##### Datos

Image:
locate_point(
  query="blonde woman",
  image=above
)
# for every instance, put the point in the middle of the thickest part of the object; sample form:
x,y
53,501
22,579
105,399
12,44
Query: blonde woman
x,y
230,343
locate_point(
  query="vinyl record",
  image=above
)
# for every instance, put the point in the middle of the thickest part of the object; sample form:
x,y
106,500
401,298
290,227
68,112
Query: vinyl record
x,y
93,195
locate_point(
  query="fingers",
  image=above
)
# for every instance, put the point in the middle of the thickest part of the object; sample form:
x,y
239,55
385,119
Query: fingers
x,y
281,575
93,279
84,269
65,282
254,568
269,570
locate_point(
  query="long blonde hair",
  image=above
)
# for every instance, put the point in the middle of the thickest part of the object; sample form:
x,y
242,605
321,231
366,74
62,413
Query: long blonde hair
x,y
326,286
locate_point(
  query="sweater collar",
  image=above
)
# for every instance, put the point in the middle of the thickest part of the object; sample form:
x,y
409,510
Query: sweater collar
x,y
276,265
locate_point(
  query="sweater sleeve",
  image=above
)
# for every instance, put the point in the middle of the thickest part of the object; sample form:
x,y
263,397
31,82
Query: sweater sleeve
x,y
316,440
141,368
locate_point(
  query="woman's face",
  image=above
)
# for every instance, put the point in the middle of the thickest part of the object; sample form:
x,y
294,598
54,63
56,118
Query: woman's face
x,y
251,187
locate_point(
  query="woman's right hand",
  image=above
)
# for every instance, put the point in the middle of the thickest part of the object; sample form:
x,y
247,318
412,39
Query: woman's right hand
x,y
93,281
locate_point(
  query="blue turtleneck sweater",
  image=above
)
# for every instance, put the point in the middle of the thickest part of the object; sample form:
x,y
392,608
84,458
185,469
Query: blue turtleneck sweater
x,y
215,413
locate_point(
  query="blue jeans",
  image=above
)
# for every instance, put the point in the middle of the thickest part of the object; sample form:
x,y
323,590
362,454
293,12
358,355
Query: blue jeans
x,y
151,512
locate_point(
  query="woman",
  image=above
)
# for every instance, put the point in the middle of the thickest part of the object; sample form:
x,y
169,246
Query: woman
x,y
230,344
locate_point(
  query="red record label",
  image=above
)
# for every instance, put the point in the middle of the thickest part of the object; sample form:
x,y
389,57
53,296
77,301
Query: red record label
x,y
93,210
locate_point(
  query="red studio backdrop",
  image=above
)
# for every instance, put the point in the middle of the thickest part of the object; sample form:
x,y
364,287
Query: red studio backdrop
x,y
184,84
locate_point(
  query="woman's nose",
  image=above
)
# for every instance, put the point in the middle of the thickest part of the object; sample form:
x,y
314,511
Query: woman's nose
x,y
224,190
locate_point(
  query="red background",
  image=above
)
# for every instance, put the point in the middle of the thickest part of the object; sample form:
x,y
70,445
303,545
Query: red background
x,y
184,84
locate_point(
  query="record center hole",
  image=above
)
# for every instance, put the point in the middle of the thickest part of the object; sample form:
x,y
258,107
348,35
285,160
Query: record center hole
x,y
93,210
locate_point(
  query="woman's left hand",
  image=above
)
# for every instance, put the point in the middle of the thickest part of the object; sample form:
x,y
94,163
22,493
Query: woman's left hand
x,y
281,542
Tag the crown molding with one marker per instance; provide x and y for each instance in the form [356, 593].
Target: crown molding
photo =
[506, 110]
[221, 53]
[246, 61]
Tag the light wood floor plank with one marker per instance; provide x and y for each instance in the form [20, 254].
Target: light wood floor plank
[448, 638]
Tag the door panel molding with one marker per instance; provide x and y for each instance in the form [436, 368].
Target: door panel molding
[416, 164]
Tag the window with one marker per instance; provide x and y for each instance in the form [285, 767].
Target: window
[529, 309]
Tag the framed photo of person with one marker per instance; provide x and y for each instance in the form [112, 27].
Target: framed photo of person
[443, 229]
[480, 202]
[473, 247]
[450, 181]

##########
##### Datos

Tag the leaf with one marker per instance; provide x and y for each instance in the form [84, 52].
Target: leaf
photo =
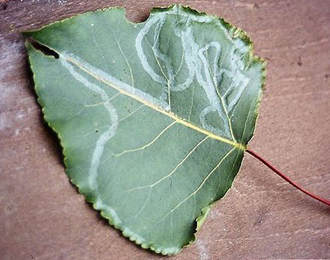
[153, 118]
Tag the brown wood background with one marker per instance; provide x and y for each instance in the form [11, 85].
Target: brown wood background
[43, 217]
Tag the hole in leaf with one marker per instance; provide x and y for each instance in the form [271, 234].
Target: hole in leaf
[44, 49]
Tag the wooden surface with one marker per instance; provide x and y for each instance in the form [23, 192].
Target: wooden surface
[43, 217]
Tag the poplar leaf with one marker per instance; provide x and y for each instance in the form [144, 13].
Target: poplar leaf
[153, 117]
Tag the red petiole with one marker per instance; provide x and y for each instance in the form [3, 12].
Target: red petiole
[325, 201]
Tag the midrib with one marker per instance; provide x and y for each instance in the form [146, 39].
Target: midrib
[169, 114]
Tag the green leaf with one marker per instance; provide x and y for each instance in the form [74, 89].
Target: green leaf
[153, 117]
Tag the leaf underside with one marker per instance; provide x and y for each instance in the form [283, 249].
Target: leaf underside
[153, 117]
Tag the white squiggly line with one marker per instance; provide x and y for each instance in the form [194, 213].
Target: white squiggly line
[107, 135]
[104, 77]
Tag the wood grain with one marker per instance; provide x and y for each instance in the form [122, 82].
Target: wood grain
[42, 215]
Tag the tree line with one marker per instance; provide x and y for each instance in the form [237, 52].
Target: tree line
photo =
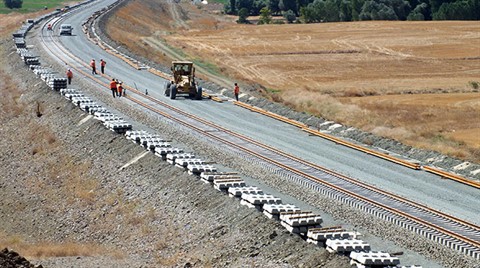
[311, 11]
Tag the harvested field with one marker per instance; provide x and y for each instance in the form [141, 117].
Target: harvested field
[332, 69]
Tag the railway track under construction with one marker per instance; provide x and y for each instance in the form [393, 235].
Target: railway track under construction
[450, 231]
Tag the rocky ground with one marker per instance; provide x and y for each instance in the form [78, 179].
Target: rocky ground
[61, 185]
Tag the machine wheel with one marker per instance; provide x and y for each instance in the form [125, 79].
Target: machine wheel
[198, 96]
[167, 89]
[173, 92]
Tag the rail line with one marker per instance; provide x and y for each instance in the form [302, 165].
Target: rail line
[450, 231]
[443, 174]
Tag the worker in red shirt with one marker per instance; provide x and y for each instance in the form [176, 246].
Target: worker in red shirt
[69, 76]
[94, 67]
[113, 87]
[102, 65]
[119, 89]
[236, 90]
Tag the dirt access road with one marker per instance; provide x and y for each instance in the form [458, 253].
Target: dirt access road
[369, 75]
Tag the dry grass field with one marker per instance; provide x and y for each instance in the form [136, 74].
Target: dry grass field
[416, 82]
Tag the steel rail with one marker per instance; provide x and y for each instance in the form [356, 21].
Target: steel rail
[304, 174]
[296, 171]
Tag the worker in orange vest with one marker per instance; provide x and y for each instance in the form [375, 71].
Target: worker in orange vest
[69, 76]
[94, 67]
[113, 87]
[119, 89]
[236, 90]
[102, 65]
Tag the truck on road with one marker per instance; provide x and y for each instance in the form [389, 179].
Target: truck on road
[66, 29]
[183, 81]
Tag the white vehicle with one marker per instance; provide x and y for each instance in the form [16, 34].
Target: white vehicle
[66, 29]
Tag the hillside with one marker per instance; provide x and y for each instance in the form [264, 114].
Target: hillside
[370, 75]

##########

**Solicitud**.
Localiza en los datos de arriba cada línea que contenga la palabra "wooden" y cópiala tal cual.

**Tarea resuelta**.
Tag the wooden surface with one marker per instance; provide x and y for each instance in the form [23, 192].
Target: wooden surface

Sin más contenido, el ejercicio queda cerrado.